Input records >>
————
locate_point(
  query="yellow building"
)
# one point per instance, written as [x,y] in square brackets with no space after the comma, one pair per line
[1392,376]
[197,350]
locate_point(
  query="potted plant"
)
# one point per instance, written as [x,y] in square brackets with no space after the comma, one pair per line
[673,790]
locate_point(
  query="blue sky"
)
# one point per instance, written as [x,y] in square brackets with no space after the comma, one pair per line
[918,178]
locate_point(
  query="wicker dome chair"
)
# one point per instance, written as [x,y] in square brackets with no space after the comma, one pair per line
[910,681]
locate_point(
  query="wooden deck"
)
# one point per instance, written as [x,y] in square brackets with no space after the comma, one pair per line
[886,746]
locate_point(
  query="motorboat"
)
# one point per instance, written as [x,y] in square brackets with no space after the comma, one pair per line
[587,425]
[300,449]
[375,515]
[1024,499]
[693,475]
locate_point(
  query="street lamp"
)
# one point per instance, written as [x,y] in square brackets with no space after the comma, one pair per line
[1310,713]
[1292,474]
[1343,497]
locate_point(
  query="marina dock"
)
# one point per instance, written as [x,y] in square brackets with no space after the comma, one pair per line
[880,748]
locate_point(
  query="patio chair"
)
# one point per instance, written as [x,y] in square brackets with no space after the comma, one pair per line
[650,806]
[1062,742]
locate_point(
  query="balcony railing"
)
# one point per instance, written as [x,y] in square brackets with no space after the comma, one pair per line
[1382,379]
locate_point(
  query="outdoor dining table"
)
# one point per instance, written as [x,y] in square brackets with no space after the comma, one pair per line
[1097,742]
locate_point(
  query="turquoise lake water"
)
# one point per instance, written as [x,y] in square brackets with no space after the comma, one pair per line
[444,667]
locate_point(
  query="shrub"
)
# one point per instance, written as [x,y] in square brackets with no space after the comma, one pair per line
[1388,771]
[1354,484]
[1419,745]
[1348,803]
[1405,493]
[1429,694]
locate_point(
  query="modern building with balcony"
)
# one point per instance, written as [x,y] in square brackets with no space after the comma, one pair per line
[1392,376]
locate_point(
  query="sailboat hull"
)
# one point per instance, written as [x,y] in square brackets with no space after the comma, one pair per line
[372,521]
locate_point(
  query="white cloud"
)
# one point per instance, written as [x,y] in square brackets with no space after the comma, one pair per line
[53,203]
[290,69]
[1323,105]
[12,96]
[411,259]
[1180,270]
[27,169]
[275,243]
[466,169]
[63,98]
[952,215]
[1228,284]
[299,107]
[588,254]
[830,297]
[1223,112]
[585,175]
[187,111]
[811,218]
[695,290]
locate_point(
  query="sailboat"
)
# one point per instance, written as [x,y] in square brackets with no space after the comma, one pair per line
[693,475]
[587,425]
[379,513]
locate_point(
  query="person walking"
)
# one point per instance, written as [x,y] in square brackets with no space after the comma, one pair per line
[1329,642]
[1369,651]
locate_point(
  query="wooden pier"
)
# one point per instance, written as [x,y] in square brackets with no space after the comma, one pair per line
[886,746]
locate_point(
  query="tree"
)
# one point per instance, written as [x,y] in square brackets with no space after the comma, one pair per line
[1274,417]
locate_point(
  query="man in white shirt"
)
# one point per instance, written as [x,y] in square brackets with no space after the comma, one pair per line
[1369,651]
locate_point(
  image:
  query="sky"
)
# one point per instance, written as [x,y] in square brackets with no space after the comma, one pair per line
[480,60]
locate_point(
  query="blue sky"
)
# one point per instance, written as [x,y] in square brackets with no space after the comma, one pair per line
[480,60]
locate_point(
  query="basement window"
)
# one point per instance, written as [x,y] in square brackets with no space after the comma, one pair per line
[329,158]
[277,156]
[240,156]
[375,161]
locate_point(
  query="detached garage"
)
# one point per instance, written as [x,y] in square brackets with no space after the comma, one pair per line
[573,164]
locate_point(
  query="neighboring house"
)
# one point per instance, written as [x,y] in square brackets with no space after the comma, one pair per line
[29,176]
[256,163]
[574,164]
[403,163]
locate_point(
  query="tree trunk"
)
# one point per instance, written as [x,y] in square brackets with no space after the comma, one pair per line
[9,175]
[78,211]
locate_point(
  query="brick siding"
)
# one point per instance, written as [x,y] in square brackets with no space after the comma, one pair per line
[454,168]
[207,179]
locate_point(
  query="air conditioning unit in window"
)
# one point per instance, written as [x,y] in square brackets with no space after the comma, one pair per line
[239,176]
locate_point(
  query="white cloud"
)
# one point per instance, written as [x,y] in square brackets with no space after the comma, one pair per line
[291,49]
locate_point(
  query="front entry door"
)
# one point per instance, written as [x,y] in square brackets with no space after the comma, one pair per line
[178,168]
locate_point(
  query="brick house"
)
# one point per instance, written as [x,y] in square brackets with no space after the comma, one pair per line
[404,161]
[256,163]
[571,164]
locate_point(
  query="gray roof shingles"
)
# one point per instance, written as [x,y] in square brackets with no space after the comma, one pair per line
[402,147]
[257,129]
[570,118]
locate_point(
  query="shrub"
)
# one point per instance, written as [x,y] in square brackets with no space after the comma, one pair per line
————
What is needed >>
Could the entries above be output once more, exactly as they are?

Your response >>
locate_point(
  query="yellow building"
)
# one point per instance, written as [x,y] in square brackets with no space after the comma, one pair per line
[1392,376]
[197,350]
locate_point(
  query="potted plant"
)
# one point per instance, written as [x,y] in square brackets with no space after the comma, one pair per line
[673,790]
locate_point(
  query="blue sky"
)
# one point per instance, written as [x,y] in square brackets with no space after the comma, one pair per line
[918,178]
locate_point(
  query="wicker dome chair"
)
# one point per instance, written as [x,y] in square brackets with no space after the comma, one pair per line
[910,681]
locate_point(
  query="wooden deck"
)
# one point per instance, written as [x,y] in square brackets with no space after the comma, one pair per line
[886,746]
locate_point(
  query="motorboat"
)
# one point per instance, written as [x,y] in square brackets with no space after the comma, one pair per line
[587,425]
[300,449]
[375,515]
[1024,499]
[693,475]
locate_point(
  query="street lamp"
)
# one point per instance, written as [x,y] in square brackets with no space after the comma, one pair per line
[1310,713]
[1292,474]
[1343,497]
locate_point(
  query="marina dock"
)
# one point per instance, written as [x,y] in square brackets with no space after the comma, one pair per line
[880,748]
locate_point(
  query="patio chair"
)
# one point per instance, written as [x,y] in square brackets with no space after the comma, one pair per line
[650,806]
[1062,742]
locate_point(
  query="balcony railing"
)
# one point per instance, written as [x,y] in square brackets with no space after the comma, one pair per line
[1382,379]
locate_point(
  query="outdoor dining table"
)
# one point per instance, written as [x,y] in square brackets with no space after the comma, one pair per line
[1097,742]
locate_point(
  query="turquoise lake water"
)
# one point per instance, written as [x,y] in square brackets with no space after the comma, one pair per line
[444,667]
locate_point(
  query="shrub"
)
# one point per instance, written as [x,y] in square brackets with no space after the comma, one pair per line
[1388,771]
[1354,484]
[1419,745]
[1348,803]
[1405,493]
[1429,694]
locate_point(
  query="modern building with balcony"
)
# one point per instance, written as [x,y] in square brackets with no space after the comma, one pair per line
[1392,376]
locate_point(
  query="sailboat hull"
)
# one point per instance, written as [x,y] in square brackets with no space after the comma, one pair per line
[372,521]
locate_point(
  query="white cloud"
)
# one point per instance, written as [x,y] in square brackets with no space after the comma, one pair per line
[53,203]
[290,69]
[1323,105]
[12,96]
[411,259]
[1180,270]
[27,169]
[275,243]
[466,169]
[63,98]
[952,215]
[1228,284]
[299,107]
[588,254]
[830,297]
[1223,112]
[585,175]
[187,111]
[811,218]
[695,290]
locate_point(
  query="sailboat"
)
# one point per instance, written as [x,y] in square brackets with no space after the comma, one pair per line
[693,475]
[587,425]
[379,513]
locate_point(
  query="person walking"
)
# one point per instance, written as [x,y] in square brackets with no space after the comma, one pair per line
[1329,642]
[1369,651]
locate_point(
  query="wooden pier"
)
# one point per instance, written as [x,y] in square brackets with no space after the comma, one pair per line
[886,746]
locate_point(
  query="tree"
)
# one point per instance, written as [x,y] in square brackets with no space after the comma, one pair per line
[1274,417]
locate_point(
  query="man in white shirt"
)
# one point per instance, written as [x,y] in square brackets with no space after the comma, one pair per line
[1369,651]
locate_point(
  image:
  query="sky"
)
# one point per instance, written as [x,y] in square brackets with no space after the comma, one pair per line
[480,60]
locate_point(
  query="blue sky"
)
# one point per instance, written as [x,y] in square brackets with no space after the comma, one pair per line
[480,60]
locate_point(
  query="basement window"
)
# one point per instance, written as [x,y] in square brackets with no space after the comma, one pair per line
[329,158]
[277,156]
[240,156]
[375,161]
locate_point(
  query="detached garage"
)
# one point per instance, written as [x,y] in square brackets with no space after the comma, one pair per line
[573,164]
locate_point(
  query="neighboring house"
)
# one point per instance, written as [x,y] in square brackets with no space after the comma, one pair per line
[29,176]
[256,163]
[574,164]
[403,163]
locate_point(
  query="tree trunk"
)
# one point per instance, written as [x,y] in square brackets with no space after the comma, one pair per line
[9,175]
[78,211]
locate_point(
  query="brick siding"
)
# one point per instance, written as [x,y] in square brackets with no space after the comma, one pair per line
[454,168]
[207,179]
locate_point(
  query="air conditioning unit in window"
)
# one point per instance, written as [x,y] in square brackets with no space after the comma, one pair per line
[239,176]
locate_point(
  query="white cloud"
)
# one point per instance, written as [x,y] in square brackets with no space after the comma, one pair per line
[291,49]
locate_point(
  query="front entry door"
)
# one point per instance, written as [x,y] in square brackets with no space after the comma, one pair per line
[178,168]
locate_point(
  query="brick house"
)
# one point per instance, written as [x,y] in square brackets with no space after the comma, one pair per line
[404,161]
[256,163]
[571,164]
locate_point(
  query="gray roof shingles"
)
# one point per instance, written as [x,y] in square brackets with no space after the comma, one pair per line
[402,147]
[257,129]
[570,118]
locate_point(
  query="shrub"
)
# one point per instance, written as [x,y] in square brackets with no space after the comma, one pair per line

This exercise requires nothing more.